RECORD EXCERPTS:
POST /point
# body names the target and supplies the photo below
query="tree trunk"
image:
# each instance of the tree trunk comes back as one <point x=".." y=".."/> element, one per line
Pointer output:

WHAT IS NEEDED: Rewrite all lines of the items above as a numbered list, omitting any blank lines.

EXERCISE ANSWER:
1. POST /point
2. # body names the target and supplies the photo below
3. query="tree trunk"
4. image:
5. # each instance of the tree trunk comes back as one <point x=".." y=".."/> element, one per line
6. Pointer output:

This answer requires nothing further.